- [PROBLEM TO WORK ON]: List every composition by Hans-Jürgen von Bose that the biography names by title.

- [SOURCE TEXT]:
• • •

Hans-Juergen von Bose

Country of origin: Germany
Birthday: December 24, 1953

About Hans-Juergen von Bose

Hans-Jürgen von Bose was born in Munich on 24 December 1953. His childhood was characterized by frequent moves of his family, boarding schools and stays abroad. In 1969, after first self-taught music studies, he began to deepen his knowledge at the Hoch Conservatoire in Frankfurt where he was given lessons in piano and music theory. 

After finishing school in 1972, von Bose began to study music at the Frankfurt Academy of Music with Hans Ulrich Engelmann (composition) and Klaus Billing (conducting and piano).

In 1974 he attended the International Summer Courses for New Music in Darmstadt for the first time, and attracted attention with the successful world première of his String Quartet No. 1 in Frankfurt. Soon, further compositions by von Bose who moved to Munich as a free-lance composer in 1976, were awarded international recognition. To name but a few of his numerous scholarships, awards and distinctions: Berlin Arts Prize (1977), scholarships of the Villa Massimo in Rome (1980 and 1985), member of the Bavarian Academy of Fine Arts in Munich (1985), Schneider-Schott Music Award (1988), Music Encouragement Award of the Ernst-von-Siemens Foundation (1994) and Prize of the Christoph-and-Stephan-Kaske Foundation in recognition of his outstanding educational achievement (1998). Von Bose received commissions from renowned music theatres such as the Hamburg State Opera (Blutbund, 1977), or from world-famous orchestras such as the Berlin Philharmonic (Idyllen, 1982/83).

From the late 1980s, von Bose has concentrated increasingly on educational activities, first as member of the jury of the Hitzacker Summer Music Days and as teacher at the Weikersheim courses "Jugend komponiert", then as visiting professor of composition at the Salzburg Mozarteum for a short time in 1991, and finally, since 1992, as professor of composition at the Munich Academy of Music in succession to Wilhelm Killmayer.

In addition to vocal, orchestral and chamber music compositions, von Bose has written ten works for the stage up to now. Among his most successful operas is the opera 63: Dream Palace which was performed for the first time at the Munich Biennial in 1990 and has been awarded the BMW Music Theatre Award and the Prix de Composition Musicale de la Fondation Prince Pierre de Monaco.

Characterized by a special expressiveness and subjectivity, von Bose's music, unlike the serial composition technique of the 1950s and 1960s, does not centre on technical innovation. In his works, von Bose processes findings in astrophysics, neurobiology and chaos research, and develops a new musical concept of structure and time which is not determined by conventional linearity and purposefulness. His compositional work centres on the "longing for lost beauty and substance".

• • •

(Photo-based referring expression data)

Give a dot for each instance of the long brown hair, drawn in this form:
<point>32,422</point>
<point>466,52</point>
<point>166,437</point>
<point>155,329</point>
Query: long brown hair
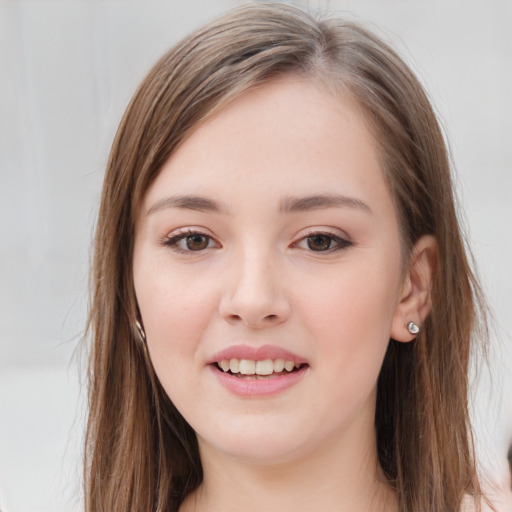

• • •

- [EXERCISE RESPONSE]:
String Quartet No. 1
Blutbund
Idyllen
63: Dream Palace